§ REQUIREMENTS
Count the lines in the data below that contain the string "task" and give only that number.

[Photo labels with bounding boxes]

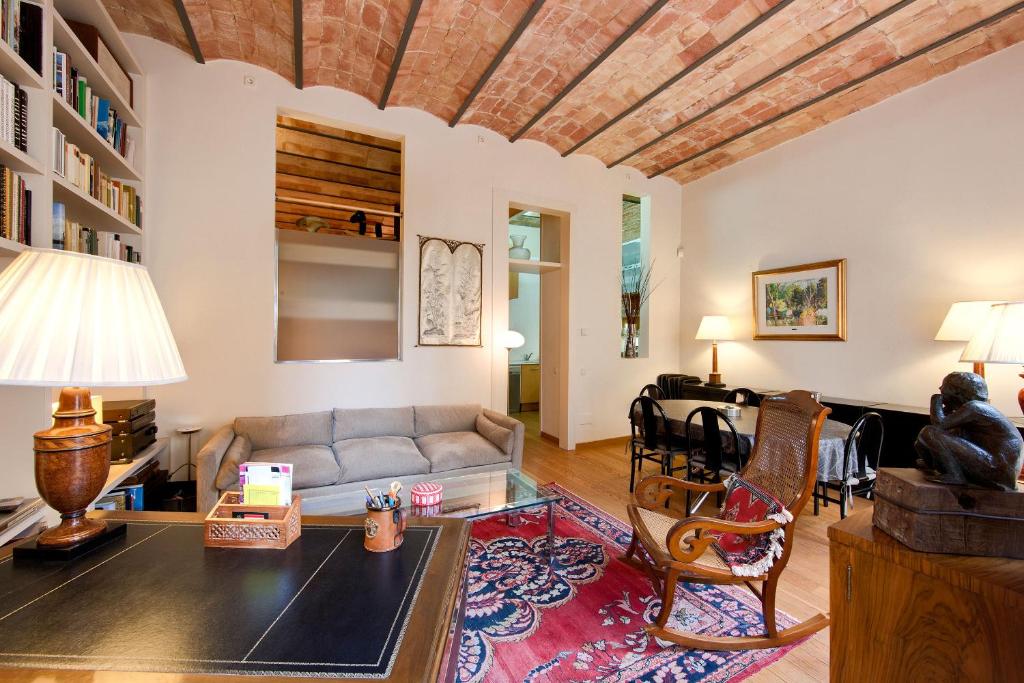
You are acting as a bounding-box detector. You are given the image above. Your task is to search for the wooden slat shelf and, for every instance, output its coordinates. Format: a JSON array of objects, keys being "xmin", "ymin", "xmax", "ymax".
[
  {"xmin": 0, "ymin": 35, "xmax": 46, "ymax": 88},
  {"xmin": 53, "ymin": 0, "xmax": 142, "ymax": 74},
  {"xmin": 51, "ymin": 173, "xmax": 142, "ymax": 234},
  {"xmin": 509, "ymin": 258, "xmax": 562, "ymax": 273},
  {"xmin": 51, "ymin": 91, "xmax": 142, "ymax": 181},
  {"xmin": 0, "ymin": 137, "xmax": 46, "ymax": 175},
  {"xmin": 0, "ymin": 238, "xmax": 29, "ymax": 256},
  {"xmin": 53, "ymin": 13, "xmax": 142, "ymax": 128}
]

§ FULL SOLUTION
1